§ EXTRACTED MATERIAL
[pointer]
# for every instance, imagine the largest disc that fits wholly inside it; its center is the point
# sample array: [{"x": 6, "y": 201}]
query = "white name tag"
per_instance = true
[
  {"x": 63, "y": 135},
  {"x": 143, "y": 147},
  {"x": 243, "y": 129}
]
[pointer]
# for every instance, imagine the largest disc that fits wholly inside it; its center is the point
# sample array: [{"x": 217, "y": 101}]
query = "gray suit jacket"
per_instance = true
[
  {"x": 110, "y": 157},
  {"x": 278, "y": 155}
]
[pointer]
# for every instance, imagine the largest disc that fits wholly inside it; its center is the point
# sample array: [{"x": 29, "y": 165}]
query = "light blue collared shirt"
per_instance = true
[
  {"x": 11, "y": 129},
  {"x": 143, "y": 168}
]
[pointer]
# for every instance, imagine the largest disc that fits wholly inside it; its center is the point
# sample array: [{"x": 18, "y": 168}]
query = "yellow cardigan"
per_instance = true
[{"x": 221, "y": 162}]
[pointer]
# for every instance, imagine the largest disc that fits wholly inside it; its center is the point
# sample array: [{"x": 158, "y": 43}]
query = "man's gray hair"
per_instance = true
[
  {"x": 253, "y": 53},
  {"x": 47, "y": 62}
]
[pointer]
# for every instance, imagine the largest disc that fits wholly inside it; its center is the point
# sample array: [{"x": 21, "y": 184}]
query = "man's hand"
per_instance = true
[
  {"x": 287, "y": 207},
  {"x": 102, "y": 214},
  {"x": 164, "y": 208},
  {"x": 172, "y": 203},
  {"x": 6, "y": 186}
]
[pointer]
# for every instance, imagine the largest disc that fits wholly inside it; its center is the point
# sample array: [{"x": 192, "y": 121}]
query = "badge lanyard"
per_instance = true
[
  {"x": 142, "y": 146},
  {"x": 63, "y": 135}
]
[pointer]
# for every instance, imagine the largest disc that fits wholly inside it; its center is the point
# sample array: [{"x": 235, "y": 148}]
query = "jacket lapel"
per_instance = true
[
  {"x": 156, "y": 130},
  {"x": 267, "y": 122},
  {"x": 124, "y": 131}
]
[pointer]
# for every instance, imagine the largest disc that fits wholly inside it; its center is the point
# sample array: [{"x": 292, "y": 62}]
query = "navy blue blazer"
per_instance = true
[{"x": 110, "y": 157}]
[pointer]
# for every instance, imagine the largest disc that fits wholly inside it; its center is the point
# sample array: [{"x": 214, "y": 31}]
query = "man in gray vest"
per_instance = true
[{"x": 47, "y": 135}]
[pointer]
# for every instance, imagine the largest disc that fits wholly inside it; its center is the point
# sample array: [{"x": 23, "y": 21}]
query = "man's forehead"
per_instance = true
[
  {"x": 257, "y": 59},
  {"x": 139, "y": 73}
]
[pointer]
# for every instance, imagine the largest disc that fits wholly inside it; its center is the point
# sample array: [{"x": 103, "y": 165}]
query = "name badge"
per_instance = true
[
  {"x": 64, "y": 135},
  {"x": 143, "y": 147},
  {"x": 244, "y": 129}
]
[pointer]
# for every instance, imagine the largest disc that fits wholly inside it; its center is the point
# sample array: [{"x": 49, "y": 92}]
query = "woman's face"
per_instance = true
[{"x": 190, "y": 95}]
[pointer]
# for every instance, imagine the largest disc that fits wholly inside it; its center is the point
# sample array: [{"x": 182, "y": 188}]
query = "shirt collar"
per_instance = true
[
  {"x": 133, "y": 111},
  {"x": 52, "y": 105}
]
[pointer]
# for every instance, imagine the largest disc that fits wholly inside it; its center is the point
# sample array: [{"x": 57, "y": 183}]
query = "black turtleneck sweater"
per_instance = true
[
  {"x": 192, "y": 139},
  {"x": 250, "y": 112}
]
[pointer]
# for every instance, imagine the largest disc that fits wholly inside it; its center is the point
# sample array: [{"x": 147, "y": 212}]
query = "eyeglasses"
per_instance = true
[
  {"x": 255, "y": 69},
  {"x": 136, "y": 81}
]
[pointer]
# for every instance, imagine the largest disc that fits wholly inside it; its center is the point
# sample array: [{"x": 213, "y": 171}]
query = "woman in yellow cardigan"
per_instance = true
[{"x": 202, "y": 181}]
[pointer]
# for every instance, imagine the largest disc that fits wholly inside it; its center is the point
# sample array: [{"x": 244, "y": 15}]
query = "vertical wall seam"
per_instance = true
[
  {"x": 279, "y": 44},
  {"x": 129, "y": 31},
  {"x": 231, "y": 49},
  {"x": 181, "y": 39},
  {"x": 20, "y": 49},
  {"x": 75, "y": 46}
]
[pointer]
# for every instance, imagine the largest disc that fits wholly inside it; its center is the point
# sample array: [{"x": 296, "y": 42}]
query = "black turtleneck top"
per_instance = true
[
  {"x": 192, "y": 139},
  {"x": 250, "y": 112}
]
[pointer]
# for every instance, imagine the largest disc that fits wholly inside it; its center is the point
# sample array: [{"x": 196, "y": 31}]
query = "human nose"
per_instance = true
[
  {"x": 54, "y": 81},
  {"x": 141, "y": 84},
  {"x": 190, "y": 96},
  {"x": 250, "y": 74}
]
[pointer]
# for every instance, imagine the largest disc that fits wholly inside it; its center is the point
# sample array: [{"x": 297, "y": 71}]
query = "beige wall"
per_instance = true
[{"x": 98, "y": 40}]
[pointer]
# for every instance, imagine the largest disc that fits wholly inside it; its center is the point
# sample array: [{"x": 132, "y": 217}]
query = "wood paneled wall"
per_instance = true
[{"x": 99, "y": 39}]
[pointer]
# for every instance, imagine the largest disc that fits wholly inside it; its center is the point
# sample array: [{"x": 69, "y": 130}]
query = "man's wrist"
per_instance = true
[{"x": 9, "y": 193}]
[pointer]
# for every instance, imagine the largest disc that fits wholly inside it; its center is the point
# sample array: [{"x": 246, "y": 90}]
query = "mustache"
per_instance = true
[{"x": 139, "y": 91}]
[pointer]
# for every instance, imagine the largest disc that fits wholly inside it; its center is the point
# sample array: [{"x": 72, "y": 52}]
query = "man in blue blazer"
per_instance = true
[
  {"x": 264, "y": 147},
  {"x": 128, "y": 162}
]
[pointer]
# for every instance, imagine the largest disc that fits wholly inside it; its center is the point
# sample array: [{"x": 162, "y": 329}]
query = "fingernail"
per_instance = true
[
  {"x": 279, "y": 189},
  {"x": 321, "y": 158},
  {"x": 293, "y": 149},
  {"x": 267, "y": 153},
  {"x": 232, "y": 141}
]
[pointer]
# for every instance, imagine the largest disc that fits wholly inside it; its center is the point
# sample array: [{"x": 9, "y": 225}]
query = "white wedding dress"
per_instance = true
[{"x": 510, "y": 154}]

§ PROBLEM TO WORK ON
Collect every line in the rows above that contains the word "blazer".

§ ANSWER IN FULL
query = "navy blue blazer"
query = "man in blue blazer"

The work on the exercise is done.